======== Ausgangstext
Nee, das passt schon, deswegen sind 4er und 9er ja in der Liste, so können keine Restwerte grösser 3, 30 oder 300 bzw. nur Restwerte zwischen 6 und 8, 60 und 80 oder 600 und 800 übrig bleiben (hoffe das kommt richtig an, musste selber paar mal lesen).
Z.B. 8 - 5 = 3 also VIII oder 9 - 9 = 0 also IX


----------



## TryToHelp (30. Okt 2012)

Ich sag doch, der Algorithmus sowie das benötigte Array ist da, das sind ganz simple Zeilen code, nicht so kompliziert, wie ins duale oder hexadezimale System, einfacher vergleich und subtraktion, das sollte er hinbekommen :-D


----------



## Schorschbock (30. Okt 2012)

In Vielen X-beliebigen Lagern Campen Die Mädchen.
I = 1, V = 5, X = 10, L = 50, C = 100, D = 500, M = 1000 (alte Eselsbrücke)
================
======== Extrahiertes Material
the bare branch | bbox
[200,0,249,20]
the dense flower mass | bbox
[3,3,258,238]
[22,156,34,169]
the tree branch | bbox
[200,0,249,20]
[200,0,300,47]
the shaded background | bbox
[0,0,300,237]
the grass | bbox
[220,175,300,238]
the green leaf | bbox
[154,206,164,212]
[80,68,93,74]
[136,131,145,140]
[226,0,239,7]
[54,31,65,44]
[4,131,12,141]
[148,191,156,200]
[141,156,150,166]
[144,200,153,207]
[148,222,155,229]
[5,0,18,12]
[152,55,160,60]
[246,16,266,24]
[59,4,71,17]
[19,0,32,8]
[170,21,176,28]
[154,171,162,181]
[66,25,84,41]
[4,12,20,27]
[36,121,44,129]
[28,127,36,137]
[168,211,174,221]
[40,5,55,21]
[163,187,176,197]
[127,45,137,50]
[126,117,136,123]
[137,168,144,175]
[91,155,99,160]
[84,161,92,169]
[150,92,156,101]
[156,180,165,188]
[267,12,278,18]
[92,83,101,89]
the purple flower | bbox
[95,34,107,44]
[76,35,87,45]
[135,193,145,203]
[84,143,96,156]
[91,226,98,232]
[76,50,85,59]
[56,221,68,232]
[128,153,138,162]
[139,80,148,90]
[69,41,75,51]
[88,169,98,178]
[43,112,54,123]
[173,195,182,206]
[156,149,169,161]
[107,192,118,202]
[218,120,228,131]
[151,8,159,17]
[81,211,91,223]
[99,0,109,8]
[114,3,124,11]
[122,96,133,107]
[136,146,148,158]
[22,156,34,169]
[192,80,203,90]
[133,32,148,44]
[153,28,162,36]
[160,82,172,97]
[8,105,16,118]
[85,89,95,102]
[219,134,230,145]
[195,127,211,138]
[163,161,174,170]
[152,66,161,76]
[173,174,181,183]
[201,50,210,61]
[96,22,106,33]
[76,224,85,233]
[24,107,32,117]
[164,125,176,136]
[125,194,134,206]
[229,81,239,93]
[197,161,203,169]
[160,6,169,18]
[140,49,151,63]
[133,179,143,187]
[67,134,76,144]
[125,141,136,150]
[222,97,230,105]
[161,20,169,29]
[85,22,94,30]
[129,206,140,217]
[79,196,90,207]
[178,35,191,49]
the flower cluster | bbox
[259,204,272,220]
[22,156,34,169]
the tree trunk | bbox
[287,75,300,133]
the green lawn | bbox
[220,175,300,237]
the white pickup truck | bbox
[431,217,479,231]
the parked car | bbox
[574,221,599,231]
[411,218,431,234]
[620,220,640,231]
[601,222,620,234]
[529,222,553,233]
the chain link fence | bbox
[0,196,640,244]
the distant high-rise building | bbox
================
- _Aufgabe A_
Prüfe, ob die folgenden Aussagen mit dem Ausgangstext übereinstimmen, und belege jede Antwort mit Ja oder Nein sowie den entscheidenden Worten des Textes im genauen Wortlaut: (i) D steht für 500. (ii) TryToHelp hält den Algorithmus für komplizierter als die Umrechnung ins duale System. (iii) Die Eselsbrücke wird als neu bezeichnet.
- _Aufgabe B_
Tausche in der Auflistung zwischen der Zeile mit "the tree branch | bbox" und der Zeile mit "[92,83,101,89]", beide eingeschlossen, "the grass" gegen "the meadow" und gib nur diese Zeilen sonst unverändert wieder.

- _Vollständige Lösung A_
(i) Ja: „D = 500“
(ii) Nein: „nicht so kompliziert, wie ins duale oder hexadezimale System“
(iii) Nein: „(alte Eselsbrücke)“

- _Vollständige Lösung B_
the tree branch | bbox
[200,0,249,20]
[200,0,300,47]
the shaded background | bbox
[0,0,300,237]
the meadow | bbox
[220,175,300,238]
the green leaf | bbox
[154,206,164,212]
[80,68,93,74]
[136,131,145,140]
[226,0,239,7]
[54,31,65,44]
[4,131,12,141]
[148,191,156,200]
[141,156,150,166]
[144,200,153,207]
[148,222,155,229]
[5,0,18,12]
[152,55,160,60]
[246,16,266,24]
[59,4,71,17]
[19,0,32,8]
[170,21,176,28]
[154,171,162,181]
[66,25,84,41]
[4,12,20,27]
[36,121,44,129]
[28,127,36,137]
[168,211,174,221]
[40,5,55,21]
[163,187,176,197]
[127,45,137,50]
[126,117,136,123]
[137,168,144,175]
[91,155,99,160]
[84,161,92,169]
[150,92,156,101]
[156,180,165,188]
[267,12,278,18]
[92,83,101,89]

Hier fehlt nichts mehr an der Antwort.